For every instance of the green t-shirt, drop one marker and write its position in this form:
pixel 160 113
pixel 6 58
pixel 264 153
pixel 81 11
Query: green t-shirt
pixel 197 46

__WHAT IS REQUIRED__
Reproduce the records above, substituting "blue t-shirt" for "green t-shirt" wherever it occurs and leaving all other text unchanged.

__WRITTEN RESPONSE__
For every instance of the blue t-shirt, drop one marker and write its position in this form:
pixel 160 113
pixel 6 58
pixel 264 153
pixel 81 11
Query: blue t-shirt
pixel 197 46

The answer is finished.